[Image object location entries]
————————

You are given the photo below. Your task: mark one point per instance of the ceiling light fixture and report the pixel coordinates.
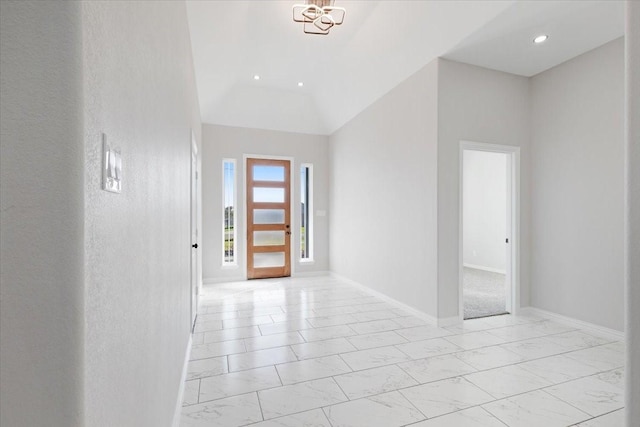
(541, 39)
(318, 16)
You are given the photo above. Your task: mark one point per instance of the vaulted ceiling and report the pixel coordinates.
(379, 45)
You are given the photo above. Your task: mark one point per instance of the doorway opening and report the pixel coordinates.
(488, 219)
(268, 218)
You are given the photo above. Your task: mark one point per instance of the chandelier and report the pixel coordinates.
(318, 16)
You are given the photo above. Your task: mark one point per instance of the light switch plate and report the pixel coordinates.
(111, 167)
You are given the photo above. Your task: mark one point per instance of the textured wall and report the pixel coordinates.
(41, 193)
(632, 232)
(221, 142)
(383, 193)
(578, 191)
(140, 91)
(479, 105)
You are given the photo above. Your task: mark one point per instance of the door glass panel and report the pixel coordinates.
(268, 259)
(268, 173)
(268, 195)
(268, 216)
(268, 238)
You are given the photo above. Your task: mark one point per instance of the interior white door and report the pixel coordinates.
(194, 231)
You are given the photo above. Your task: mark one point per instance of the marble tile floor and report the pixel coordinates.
(320, 352)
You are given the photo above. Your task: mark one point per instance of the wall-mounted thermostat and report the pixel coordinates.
(111, 167)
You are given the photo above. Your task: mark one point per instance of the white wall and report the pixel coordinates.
(383, 194)
(41, 199)
(221, 142)
(577, 195)
(484, 219)
(632, 213)
(479, 105)
(140, 91)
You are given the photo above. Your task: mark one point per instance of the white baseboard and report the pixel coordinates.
(601, 330)
(183, 378)
(482, 267)
(310, 273)
(414, 311)
(216, 280)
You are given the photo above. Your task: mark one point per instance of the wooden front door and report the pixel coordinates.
(268, 218)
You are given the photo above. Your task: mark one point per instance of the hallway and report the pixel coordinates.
(321, 352)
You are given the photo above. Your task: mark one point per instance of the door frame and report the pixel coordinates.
(513, 267)
(193, 181)
(292, 199)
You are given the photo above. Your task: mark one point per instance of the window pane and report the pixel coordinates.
(268, 238)
(229, 229)
(268, 173)
(268, 259)
(268, 195)
(268, 216)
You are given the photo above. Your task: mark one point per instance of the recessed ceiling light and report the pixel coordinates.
(541, 39)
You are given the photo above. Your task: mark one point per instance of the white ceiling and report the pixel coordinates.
(379, 45)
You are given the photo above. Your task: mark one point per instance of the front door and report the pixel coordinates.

————————

= Problem description =
Add 110 to each number in the coordinates and rewrite every line in the stretch of the material from the line containing "white ceiling and report the pixel coordinates." through the end of the material, both ends included.

= The output =
You are given the photo above. Your task: mark one point per instance of the white ceiling and report the pixel coordinates.
(489, 155)
You are given the photo above. Your task: mark one point per instance of the front door and report the pixel coordinates.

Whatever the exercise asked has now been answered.